BEGIN RECORDS FOR THIS TASK

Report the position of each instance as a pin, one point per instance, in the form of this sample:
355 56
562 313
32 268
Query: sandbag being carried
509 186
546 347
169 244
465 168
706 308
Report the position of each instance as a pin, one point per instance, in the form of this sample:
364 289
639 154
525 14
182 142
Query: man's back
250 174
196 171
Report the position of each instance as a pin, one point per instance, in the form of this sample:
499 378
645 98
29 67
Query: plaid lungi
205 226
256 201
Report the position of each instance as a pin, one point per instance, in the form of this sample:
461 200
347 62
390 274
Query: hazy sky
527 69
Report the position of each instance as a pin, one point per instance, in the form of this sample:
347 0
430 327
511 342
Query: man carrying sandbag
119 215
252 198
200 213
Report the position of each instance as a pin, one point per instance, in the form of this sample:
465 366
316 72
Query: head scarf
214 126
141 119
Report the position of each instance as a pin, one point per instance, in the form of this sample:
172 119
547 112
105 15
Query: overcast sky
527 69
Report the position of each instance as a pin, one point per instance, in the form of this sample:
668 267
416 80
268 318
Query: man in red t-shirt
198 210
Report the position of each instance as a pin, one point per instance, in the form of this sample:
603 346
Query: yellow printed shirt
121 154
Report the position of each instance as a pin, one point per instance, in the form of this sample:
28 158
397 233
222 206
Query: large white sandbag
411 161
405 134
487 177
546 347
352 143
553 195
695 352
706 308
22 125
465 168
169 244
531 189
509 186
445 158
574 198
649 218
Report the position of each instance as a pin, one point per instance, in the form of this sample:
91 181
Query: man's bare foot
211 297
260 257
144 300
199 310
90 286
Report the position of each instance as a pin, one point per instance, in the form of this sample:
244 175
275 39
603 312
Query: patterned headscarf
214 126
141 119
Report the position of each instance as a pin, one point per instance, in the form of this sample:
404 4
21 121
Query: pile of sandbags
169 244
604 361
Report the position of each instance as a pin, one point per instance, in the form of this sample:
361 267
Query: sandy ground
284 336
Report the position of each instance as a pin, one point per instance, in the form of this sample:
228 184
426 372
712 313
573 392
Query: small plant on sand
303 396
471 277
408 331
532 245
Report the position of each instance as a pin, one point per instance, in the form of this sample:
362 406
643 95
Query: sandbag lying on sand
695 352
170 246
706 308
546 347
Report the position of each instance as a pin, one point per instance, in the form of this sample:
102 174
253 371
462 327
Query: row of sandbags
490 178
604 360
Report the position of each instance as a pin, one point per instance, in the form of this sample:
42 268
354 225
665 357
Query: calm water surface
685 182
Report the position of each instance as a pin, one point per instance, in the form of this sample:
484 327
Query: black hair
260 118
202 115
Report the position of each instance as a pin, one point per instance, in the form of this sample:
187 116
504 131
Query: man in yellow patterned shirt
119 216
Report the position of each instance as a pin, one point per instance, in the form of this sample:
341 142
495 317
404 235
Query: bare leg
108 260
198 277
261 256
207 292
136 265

END RECORDS FOR THIS TASK

WHAT YOU SHOULD DO — Pick out every line in the material above that contains the word "patterned".

RESULT OF THE EXERCISE —
Query: patterned headscarf
Query: man in yellow patterned shirt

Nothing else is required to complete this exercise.